[Pointing dataset excerpts]
______________________________

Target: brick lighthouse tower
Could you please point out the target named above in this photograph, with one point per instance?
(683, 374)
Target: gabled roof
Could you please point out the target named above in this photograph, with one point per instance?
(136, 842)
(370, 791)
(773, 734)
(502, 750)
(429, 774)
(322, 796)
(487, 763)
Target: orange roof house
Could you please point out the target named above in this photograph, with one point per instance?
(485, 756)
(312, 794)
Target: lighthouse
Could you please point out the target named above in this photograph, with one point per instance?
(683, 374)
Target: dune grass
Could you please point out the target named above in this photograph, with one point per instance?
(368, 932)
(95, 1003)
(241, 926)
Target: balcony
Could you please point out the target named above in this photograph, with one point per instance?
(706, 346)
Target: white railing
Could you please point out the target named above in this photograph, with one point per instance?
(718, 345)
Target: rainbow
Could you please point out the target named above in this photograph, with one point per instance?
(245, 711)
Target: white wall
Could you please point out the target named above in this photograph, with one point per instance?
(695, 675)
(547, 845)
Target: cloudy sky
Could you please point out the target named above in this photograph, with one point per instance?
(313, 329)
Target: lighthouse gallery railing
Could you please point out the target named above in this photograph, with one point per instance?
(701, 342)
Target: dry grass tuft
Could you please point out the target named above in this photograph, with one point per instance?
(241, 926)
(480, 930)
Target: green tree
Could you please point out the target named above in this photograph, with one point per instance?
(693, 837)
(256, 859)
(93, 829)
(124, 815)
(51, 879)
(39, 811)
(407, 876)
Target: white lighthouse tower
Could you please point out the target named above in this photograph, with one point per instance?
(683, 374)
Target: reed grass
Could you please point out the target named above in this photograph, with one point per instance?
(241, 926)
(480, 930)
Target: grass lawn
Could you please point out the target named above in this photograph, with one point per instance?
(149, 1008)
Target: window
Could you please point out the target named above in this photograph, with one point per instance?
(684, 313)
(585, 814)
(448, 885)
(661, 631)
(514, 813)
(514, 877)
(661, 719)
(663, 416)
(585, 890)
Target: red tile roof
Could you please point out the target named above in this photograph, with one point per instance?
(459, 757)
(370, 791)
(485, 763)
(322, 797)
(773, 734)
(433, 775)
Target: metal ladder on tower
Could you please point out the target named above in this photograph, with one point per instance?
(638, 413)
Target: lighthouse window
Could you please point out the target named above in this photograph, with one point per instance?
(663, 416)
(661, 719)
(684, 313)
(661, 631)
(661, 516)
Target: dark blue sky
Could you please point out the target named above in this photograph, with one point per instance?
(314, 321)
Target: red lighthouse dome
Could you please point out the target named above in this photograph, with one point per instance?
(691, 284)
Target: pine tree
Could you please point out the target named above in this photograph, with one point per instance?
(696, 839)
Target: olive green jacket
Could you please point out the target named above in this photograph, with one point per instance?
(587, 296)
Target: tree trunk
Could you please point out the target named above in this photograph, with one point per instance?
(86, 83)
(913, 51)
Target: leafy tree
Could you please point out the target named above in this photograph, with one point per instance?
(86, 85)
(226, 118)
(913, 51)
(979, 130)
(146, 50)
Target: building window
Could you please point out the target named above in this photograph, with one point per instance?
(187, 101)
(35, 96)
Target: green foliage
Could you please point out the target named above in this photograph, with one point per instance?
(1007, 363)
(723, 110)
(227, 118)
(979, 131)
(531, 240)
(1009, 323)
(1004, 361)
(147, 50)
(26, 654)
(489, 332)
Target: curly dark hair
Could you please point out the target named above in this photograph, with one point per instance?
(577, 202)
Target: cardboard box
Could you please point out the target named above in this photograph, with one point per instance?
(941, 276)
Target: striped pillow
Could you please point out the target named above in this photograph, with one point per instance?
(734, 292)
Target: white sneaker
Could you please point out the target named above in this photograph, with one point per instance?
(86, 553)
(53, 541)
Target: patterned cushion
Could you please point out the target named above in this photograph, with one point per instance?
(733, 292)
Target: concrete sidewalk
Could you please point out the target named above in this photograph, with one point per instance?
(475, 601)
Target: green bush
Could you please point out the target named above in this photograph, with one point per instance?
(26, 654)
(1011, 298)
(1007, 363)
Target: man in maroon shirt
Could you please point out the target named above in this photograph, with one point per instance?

______________________________

EXERCISE PROMPT
Rewrite every line from the one containing "Target: patterned cushion" through the end of the entries, requests included. Scale each coordinate by 1.45, rounding to the nearest whole number with halves rounded up.

FINISHED TASK
Target: patterned cushion
Could you please point out the target named above in this photograph, with one point per instance?
(1063, 423)
Target: concrete sidewalk
Could you please point out the target named above in this photograph, with one point per instance?
(689, 871)
Target: green bush
Could you please point out the target named above in this photograph, with one point per instance?
(38, 948)
(1466, 432)
(1460, 526)
Target: man in maroon shirt
Could you please point out the target named above in this photograph, with one point per instance?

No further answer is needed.